> [Trecho do documento]:
........
Mudanças no estilo de vida e na estrutura familiar estão afetando a saúde mental dos chineses.
Por Agência EFE
24/03/2019 08h08 Atualizado há 3 horas
Trabalhadores chineses em fábrica na província de Zhejiang — Foto: AFP
Décadas de desenvolvimento econômico e social catapultaram a China ao nível dos países ocidentais em muitos aspectos, inclusive no que se refere aos transtornos mentais, que nos últimos 30 anos se multiplicaram entre sua população.
"A situação da saúde mental na China hoje é similar à que havia nos Estados Unidos nos anos 60", afirmou à Agência Efe Yueqin Huang, diretora do departamento de psiquiatria do Instituto de Saúde Mental da Universidade de Pequim.
A cientista é coautora do primeiro estudo em nível nacional sobre a incidência de doenças mentais na China, cujos resultados foram publicados na prestigiada revista britânica "The Lancet" no final de fevereiro.
Depois de um trabalho de campo de dois anos, a pesquisa revela que 16,6% dos chineses em idade adulta, cerca de 230 milhões de pessoas, passaram por algum tipo de transtorno ao longo de suas vidas, um número consideravelmente superior aos de pesquisas anteriores.
........
> [Informações extraídas]:

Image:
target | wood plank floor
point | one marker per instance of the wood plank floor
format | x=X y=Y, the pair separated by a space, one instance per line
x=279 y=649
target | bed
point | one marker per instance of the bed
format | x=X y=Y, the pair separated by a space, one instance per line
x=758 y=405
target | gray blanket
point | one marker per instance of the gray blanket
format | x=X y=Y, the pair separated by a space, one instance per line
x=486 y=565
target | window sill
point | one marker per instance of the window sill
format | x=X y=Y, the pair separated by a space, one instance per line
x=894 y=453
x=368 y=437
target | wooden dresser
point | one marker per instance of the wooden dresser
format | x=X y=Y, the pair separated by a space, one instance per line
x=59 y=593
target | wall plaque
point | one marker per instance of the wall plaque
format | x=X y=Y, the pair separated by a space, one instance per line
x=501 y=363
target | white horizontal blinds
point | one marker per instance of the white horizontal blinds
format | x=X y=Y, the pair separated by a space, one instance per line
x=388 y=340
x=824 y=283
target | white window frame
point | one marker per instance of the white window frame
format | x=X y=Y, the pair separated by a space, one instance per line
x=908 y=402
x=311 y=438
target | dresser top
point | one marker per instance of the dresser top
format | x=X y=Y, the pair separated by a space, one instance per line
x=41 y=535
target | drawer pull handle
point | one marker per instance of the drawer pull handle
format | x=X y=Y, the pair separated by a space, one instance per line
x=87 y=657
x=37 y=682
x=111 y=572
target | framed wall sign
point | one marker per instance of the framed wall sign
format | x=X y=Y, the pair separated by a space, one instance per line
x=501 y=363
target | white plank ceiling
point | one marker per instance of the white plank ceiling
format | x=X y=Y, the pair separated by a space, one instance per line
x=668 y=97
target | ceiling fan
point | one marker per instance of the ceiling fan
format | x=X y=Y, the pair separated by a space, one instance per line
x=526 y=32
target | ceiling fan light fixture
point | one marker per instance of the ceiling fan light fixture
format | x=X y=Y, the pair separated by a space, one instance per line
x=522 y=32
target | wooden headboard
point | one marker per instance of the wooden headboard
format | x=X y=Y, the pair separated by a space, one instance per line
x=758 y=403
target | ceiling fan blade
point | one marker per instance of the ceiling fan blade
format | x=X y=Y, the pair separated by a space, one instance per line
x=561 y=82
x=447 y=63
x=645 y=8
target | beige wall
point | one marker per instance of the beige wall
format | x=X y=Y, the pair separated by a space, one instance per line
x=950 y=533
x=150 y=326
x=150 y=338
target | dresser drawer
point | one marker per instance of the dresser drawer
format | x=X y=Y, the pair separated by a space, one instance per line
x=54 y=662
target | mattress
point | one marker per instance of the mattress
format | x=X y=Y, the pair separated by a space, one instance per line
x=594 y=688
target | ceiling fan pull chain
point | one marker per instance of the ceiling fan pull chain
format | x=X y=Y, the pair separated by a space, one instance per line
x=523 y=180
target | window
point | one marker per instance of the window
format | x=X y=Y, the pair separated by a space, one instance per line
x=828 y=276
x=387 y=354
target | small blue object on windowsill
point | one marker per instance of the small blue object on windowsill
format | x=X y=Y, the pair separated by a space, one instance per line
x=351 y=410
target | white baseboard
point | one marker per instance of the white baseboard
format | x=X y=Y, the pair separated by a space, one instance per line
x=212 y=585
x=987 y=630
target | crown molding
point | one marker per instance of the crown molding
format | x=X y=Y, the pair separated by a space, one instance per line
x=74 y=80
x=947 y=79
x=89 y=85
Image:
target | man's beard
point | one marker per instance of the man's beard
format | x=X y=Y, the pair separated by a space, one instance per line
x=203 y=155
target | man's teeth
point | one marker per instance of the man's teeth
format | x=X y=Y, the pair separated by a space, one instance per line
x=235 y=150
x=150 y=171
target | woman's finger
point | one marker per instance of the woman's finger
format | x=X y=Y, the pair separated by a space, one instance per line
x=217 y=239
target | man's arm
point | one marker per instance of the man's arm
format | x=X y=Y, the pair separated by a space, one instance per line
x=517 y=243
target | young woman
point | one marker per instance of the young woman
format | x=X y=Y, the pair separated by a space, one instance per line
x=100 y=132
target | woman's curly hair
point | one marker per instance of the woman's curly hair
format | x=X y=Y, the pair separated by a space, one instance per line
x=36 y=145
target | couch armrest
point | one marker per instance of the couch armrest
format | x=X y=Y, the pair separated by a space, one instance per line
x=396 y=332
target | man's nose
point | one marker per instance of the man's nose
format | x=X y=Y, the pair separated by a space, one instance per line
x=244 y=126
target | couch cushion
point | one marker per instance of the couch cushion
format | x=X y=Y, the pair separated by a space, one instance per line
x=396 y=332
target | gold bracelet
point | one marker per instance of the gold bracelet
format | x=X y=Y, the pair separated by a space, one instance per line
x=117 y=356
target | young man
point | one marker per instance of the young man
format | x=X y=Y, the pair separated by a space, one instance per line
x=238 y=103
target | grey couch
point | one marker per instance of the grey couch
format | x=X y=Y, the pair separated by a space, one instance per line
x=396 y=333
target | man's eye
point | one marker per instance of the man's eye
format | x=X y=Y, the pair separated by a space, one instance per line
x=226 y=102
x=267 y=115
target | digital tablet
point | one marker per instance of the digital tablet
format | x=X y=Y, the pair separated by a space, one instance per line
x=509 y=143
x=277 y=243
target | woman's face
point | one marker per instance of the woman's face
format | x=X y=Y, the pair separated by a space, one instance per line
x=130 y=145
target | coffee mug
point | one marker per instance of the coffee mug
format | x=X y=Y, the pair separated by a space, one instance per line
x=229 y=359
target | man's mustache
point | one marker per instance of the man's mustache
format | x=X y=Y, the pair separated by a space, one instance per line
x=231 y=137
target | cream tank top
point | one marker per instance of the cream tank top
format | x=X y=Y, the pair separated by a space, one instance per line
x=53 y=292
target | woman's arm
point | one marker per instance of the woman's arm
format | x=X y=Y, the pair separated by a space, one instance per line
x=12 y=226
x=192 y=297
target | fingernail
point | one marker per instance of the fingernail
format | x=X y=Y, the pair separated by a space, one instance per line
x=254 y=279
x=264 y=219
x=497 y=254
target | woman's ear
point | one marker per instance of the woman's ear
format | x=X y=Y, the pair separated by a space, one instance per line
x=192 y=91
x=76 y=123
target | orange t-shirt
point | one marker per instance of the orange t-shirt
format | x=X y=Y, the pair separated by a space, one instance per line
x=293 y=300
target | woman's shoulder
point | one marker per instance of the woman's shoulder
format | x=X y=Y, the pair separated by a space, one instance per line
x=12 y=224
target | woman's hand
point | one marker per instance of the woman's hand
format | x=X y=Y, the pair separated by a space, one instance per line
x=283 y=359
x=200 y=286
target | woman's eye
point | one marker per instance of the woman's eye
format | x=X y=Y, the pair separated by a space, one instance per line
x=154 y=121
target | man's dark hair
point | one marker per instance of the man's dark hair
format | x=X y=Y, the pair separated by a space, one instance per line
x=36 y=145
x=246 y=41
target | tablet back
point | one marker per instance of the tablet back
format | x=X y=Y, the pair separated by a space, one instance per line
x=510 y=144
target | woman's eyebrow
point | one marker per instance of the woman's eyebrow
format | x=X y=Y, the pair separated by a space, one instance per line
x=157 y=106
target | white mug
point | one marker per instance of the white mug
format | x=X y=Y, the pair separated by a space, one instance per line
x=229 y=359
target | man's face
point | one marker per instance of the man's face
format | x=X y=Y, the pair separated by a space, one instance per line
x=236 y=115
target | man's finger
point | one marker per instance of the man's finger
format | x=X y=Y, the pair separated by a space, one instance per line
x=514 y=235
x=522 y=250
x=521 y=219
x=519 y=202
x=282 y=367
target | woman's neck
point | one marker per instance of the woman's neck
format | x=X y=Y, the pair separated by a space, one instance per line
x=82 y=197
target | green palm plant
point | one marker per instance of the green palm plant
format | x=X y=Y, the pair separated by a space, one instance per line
........
> [Conjunto de tarefas]:
**A)** Segundo o trecho sobre a saúde mental na China, que porcentagem dos chineses em idade adulta passou por algum tipo de transtorno ao longo da vida?
**B)** Dê continuidade ao trecho sobre a saúde mental na China, começando logo após a última frase apresentada.

> [Respostas das tarefas]:
**A)** 16,6%, cerca de 230 milhões de pessoas.

**B)**
Embora a porcentagem de doenças mentais graves tenha se mantido praticamente invariável neste período, afetando entre 0,5% e 1% da população, são os transtornos como a ansiedade e a depressão os que mais contribuíram para este aumento.
"A mudança do estilo de vida dos chineses teve impactos emocionais. Agora as pessoas têm mais pressão do que antes. Muitos têm que trabalhar durante a noite, e isso influencia no seu estado de ânimo", declarou Yueqin.
"Também afeta enormemente a mudança na estrutura familiar. Antes até quatro gerações conviviam em um mesmo lar e havia uma união maior entre parentes e amigos, mas agora as famílias são mais reduzidas e muitas pessoas vivem sozinhas", acrescentou a especialista.
O estudo, elaborado através de 32.552 entrevistas, mostra que os processos depressivos são os mais comuns entre os chineses, afetando 6,9% da população em algum ponto da vida, enquanto outros 6,1% sofreram de crises de ansiedade.
O êxodo da população rural para as cidades, que hoje já abrigam 58,52% da população, assim como o aumento da expectativa de vida e, em consequência, de transtornos como a demência senil - que afeta 5,2% dos chineses -, também contribuíram para este crescimento, ressaltou Yueqin.
Neste sentido, a cientista esclarece que esta tendência "não é só chinesa", mas é "resultado dos processos de modernização e industrialização das sociedades humanas".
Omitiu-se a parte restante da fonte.